» TAREAS REQUERIDAS:
1. Repite al pie de la letra el fragmento del relato sobre el padre que va de "Al otro día, mi" a "de toda discusión.".
2. Sigue escribiendo el relato sobre el padre a partir de su última oración.

Siempre fui grandote, algo que signó mi vida, para bien y para mal. Estoy en la escuela, curso
primer grado, salimos al recreo. Unos chicos de tercero creen que tengo 8 años, trato de sacarlos
de su confusión. Por mi altura, no me creen. Vuelvo a casa con el ojo hinchado. Papá me ve y me explica que debo defenderme. Le digo que no sé cómo. Se toma su tiempo y ensaya un breve pero intenso entrenamiento pugilístico. Al otro día me lleva él al colegio y me lanza: “Entrá y tené en cuenta lo siguiente: el que pega primero pega dos veces. Si te vuelven a golpear te las vas a ver conmigo, pero te aseguro que te va a doler más la humillación que te van a hacer sentir esos chicos".

Al otro día, mi madre tuvo que pasar a buscarme por dirección: me había agarrado a trompadas. Eran tres y cobré, pero alguno de ellos creo que también. Yendo a casa me comí las reprimendas de mi madre. Papá me estaba esperando, de lejos me miraba con orgullo.

Mi viejo y yo tuvimos una relación tensa, pero siempre hubo un profundo amor recíproco…

Yo nací cuando él tenía 18 años. Se crió en los 60s en un Palermo barrial muy distinto al de hoy. Papá intentó transmitirme esa cosa tan esquiva de ser un verdadero hombre. Lo hizo bajo la supervisión de tíos, abuelos, otros parientes, e incluso mujeres que seguían el mandato patriarcal. Sé que mi viejo creía que era lo correcto. Que los valores que le habían inculcado a él estaban fuera de toda discusión.

[Datos guardados]
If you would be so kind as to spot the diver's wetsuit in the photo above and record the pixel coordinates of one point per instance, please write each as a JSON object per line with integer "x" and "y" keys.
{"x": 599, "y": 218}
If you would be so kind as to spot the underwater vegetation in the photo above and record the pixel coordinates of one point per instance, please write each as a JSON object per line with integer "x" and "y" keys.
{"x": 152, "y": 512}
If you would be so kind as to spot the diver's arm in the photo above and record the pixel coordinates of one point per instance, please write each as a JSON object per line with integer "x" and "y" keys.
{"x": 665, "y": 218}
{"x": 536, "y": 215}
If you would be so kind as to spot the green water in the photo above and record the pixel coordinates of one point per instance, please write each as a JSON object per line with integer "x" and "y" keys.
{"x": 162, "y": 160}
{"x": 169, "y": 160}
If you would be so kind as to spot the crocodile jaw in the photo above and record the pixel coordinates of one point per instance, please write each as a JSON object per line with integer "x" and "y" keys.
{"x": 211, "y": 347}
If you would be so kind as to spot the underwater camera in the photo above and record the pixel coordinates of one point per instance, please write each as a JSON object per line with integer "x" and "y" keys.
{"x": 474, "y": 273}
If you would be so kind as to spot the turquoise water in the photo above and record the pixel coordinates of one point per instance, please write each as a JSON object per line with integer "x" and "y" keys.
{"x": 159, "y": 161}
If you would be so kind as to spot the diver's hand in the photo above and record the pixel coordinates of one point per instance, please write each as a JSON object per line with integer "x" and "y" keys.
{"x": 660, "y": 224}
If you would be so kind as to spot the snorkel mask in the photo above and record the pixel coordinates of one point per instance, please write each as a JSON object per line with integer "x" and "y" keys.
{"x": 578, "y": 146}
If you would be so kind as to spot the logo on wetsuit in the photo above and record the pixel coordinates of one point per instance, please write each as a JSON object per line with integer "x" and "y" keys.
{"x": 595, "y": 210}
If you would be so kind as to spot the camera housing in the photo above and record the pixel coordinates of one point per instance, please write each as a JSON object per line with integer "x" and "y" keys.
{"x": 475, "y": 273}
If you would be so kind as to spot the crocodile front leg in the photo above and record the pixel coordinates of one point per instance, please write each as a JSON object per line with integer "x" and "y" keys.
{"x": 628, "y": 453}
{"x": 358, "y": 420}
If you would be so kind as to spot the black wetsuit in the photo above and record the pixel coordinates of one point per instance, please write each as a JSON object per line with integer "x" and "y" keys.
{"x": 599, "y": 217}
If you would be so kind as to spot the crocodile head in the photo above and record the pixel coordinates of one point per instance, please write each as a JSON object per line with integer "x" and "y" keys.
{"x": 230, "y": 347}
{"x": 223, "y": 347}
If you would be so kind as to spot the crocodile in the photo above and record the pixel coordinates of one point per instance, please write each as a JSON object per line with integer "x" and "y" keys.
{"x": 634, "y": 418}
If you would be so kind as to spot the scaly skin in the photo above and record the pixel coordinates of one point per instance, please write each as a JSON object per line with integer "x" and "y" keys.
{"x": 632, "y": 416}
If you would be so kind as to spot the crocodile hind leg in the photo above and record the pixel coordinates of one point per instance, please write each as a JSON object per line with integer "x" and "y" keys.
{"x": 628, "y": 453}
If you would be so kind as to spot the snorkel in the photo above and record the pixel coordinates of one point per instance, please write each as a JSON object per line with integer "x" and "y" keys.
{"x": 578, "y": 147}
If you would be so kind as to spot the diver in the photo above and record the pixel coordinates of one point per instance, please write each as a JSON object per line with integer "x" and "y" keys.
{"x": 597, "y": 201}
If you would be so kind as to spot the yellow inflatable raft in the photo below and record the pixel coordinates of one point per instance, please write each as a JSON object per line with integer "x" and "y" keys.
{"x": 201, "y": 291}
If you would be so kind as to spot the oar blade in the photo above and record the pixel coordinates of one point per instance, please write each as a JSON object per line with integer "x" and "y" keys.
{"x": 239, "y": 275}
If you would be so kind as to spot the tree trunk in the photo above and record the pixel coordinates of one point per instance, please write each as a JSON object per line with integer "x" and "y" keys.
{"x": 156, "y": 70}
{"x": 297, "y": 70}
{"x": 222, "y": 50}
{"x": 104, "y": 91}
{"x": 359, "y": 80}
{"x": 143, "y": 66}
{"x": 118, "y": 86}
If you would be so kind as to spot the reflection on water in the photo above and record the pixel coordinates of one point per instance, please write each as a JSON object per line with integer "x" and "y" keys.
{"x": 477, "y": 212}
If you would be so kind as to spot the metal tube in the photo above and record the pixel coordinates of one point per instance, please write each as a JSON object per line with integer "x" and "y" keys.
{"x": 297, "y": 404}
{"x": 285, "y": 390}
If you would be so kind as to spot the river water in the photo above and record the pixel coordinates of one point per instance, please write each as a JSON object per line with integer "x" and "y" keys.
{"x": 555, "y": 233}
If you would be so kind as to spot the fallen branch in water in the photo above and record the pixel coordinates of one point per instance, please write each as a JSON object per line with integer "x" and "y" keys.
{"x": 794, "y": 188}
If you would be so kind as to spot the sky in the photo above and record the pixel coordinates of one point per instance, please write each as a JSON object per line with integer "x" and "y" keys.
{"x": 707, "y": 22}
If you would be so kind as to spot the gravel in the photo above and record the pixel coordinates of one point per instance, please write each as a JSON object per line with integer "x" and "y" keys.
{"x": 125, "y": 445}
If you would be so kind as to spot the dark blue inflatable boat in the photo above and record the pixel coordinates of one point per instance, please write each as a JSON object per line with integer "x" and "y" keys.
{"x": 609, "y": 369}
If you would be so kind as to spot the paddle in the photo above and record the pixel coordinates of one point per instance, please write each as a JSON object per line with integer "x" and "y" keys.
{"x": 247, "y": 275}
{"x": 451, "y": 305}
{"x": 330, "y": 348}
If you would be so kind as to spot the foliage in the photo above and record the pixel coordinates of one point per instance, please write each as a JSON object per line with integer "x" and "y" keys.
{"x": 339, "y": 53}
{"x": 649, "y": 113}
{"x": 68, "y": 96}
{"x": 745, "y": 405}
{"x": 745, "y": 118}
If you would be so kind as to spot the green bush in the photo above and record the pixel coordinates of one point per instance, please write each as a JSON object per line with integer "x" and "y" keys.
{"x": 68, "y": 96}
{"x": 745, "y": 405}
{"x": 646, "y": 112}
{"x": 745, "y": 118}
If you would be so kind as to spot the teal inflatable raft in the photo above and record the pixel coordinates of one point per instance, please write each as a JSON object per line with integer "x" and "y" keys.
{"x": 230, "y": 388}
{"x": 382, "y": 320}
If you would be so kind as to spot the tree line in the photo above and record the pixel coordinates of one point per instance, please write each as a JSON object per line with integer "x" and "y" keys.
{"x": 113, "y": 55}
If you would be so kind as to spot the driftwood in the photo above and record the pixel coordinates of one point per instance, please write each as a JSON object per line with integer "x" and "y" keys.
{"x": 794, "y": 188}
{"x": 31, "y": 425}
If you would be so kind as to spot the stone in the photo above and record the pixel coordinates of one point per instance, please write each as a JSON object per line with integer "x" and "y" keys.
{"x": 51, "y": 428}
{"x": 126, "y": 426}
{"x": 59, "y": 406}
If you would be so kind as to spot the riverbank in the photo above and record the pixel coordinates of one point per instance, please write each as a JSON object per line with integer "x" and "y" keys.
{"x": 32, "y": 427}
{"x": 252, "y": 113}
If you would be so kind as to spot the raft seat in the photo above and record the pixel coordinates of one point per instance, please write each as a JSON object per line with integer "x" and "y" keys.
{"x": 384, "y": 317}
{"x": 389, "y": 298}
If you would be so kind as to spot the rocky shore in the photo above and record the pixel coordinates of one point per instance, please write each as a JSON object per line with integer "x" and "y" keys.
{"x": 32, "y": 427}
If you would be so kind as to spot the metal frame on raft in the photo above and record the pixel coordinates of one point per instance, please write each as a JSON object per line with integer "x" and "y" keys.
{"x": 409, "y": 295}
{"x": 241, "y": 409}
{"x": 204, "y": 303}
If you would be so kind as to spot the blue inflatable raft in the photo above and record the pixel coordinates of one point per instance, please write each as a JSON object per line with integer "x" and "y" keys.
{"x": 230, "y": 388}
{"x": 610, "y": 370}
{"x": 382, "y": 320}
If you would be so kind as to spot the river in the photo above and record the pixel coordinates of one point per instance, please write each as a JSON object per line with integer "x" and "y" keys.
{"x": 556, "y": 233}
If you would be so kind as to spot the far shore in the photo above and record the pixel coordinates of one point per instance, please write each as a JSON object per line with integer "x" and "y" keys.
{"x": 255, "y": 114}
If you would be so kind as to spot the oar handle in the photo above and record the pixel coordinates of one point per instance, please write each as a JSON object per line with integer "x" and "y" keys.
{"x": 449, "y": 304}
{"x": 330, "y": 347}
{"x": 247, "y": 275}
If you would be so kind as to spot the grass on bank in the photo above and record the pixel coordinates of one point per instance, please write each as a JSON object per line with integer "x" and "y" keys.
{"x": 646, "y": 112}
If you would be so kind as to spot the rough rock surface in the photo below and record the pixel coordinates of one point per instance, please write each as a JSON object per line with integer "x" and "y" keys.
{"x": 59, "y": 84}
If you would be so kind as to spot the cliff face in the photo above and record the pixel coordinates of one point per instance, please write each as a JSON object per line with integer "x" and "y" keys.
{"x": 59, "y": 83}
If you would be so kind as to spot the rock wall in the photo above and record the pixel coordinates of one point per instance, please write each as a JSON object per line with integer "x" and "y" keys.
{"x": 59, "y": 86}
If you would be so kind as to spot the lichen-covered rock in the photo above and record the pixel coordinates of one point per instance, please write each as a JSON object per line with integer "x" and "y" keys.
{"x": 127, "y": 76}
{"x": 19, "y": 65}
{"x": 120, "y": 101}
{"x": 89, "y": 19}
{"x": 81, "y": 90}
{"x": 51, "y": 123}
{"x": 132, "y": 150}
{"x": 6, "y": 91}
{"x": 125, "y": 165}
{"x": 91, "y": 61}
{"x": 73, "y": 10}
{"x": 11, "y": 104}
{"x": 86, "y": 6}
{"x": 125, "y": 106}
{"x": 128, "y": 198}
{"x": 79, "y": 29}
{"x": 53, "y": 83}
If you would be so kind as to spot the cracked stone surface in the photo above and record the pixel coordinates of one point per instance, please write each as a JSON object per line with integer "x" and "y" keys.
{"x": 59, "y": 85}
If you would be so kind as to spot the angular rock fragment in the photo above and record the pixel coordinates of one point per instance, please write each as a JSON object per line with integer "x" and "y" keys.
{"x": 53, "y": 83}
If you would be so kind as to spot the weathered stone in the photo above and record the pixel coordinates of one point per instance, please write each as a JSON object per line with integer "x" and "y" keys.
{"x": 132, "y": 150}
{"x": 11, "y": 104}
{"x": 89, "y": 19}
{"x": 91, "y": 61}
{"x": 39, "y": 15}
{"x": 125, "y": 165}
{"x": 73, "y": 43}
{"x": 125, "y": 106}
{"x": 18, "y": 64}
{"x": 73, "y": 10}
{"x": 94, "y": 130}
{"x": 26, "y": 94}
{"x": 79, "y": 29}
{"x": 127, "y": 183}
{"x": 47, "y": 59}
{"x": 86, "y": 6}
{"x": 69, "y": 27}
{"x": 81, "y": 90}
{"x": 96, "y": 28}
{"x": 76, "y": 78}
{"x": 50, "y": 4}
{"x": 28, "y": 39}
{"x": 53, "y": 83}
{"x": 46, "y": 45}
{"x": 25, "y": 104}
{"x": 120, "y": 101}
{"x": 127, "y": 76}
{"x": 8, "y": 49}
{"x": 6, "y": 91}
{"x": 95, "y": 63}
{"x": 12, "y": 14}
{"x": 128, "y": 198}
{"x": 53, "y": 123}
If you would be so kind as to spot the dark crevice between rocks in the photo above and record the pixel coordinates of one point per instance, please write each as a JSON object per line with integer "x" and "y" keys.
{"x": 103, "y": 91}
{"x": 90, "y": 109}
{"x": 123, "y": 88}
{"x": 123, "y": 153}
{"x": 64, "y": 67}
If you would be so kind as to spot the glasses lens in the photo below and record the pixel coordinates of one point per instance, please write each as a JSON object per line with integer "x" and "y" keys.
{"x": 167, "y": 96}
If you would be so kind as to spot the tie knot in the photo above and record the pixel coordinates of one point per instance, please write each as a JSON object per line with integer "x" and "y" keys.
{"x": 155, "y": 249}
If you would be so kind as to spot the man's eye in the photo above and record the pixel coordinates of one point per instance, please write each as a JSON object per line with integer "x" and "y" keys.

» CONJUNTO DE RESPUESTAS:
1.
Al otro día, mi madre tuvo que pasar a buscarme por dirección: me había agarrado a trompadas. Eran tres y cobré, pero alguno de ellos creo que también. Yendo a casa me comí las reprimendas de mi madre. Papá me estaba esperando, de lejos me miraba con orgullo.

Mi viejo y yo tuvimos una relación tensa, pero siempre hubo un profundo amor recíproco…

Yo nací cuando él tenía 18 años. Se crió en los 60s en un Palermo barrial muy distinto al de hoy. Papá intentó transmitirme esa cosa tan esquiva de ser un verdadero hombre. Lo hizo bajo la supervisión de tíos, abuelos, otros parientes, e incluso mujeres que seguían el mandato patriarcal. Sé que mi viejo creía que era lo correcto. Que los valores que le habían inculcado a él estaban fuera de toda discusión.

2.
Creo que durante muchos años, lo decepcioné en ese sentido.

Hasta que cumplí 15 y me hice hombrecito.

O mejor dicho devine un pelotudo.

Cuando tomé las calles, empecé a cruzarme con infinidad de adolescentes y adultos, que también
estaban en busca de la masculinidad.

En ese cóctel de experiencias, adoptando poses y actitudes de otros, intenté formar la propia identidad.

Armé mi criatura de Frankenstein.

Mis amigos y yo éramos prácticamente el perfecto estereotipo de la masculinidad. Yo quería ser actor y eso hacía ruido, pero las apariencias me permitían moverme sin resultar sospechoso. 

Empecé a vincularme con las artes escénicas y conocí otras formas de ver el mundo: algo comenzaba a cambiar dentro de mí, pero seguía siendo un salame.

Mis amigos eligieron caminos más convencionales para sus vidas. Algunos de ellos se convirtieron en machos proveedores. Tenían familia, autos, casas lindas y algún que otro problema de adicciones. Ellos habían hecho todo “bien”, todo lo que se esperaba que hicieran. Pero algunos me confesaban que que se sentían vacíos. Yo tampoco estaba bien en mi piel. ¿Pero cómo?, si habíamos hecho lo que se suponía que debíamos hacer.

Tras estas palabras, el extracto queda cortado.